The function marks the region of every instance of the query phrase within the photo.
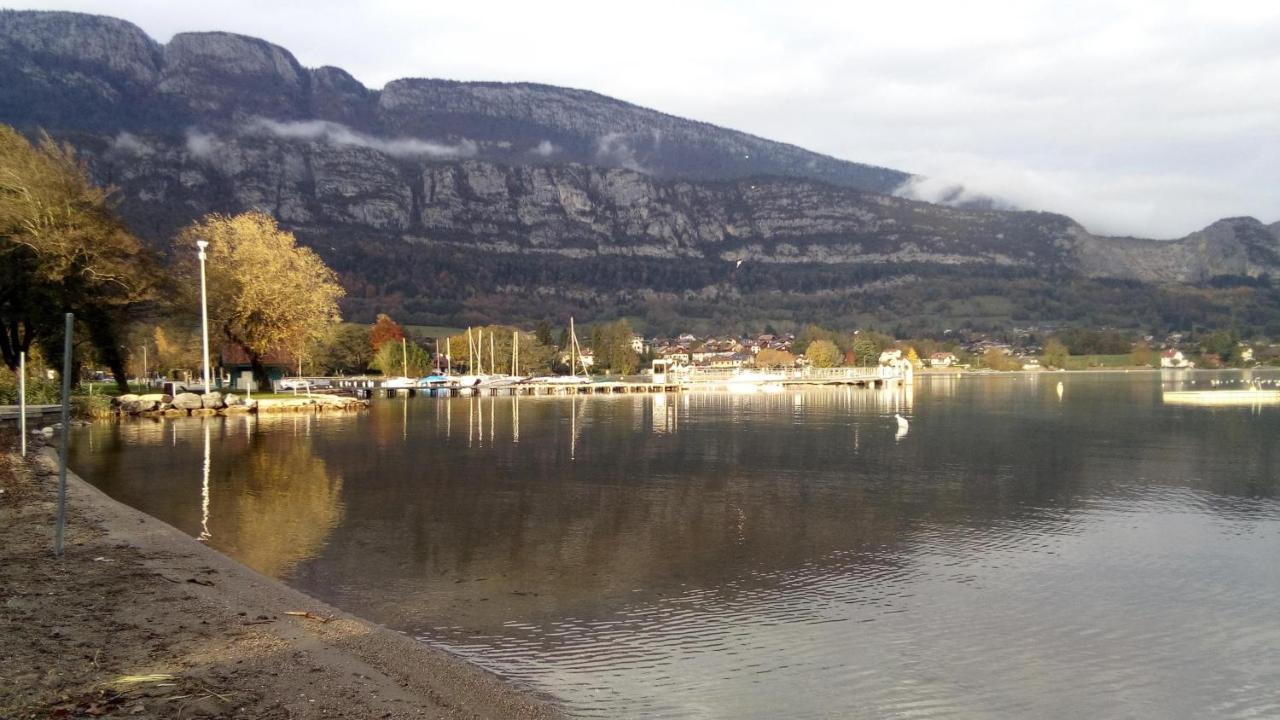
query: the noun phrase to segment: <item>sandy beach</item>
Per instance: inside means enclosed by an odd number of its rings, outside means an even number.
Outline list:
[[[260,575],[0,436],[0,716],[557,717],[550,701]]]

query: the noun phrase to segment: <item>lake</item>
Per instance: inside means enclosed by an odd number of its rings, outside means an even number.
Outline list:
[[[72,466],[579,716],[1275,716],[1280,406],[1161,400],[1242,377],[379,400]]]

*PROMPT*: Give all of the data above as a numbered list of lines, leaving out the blank lines and the pictures.

*RESULT*:
1. The function marks the region of every instance of the query phrase within the photo.
2. query: the noun phrase to segment: <item>sandy beach</item>
3. Per instance: inside means enclosed by an odd number of its rings, outside means an even number.
4. Outline list:
5. [[[260,575],[0,436],[0,716],[557,717],[550,701]]]
6. query: the noun phrase to segment: <item>lake</item>
7. Per instance: inside means enclosed by an odd number of its rings, outside means an even number.
8. Outline list:
9. [[[72,466],[579,716],[1275,716],[1280,406],[1161,400],[1242,377],[379,400]]]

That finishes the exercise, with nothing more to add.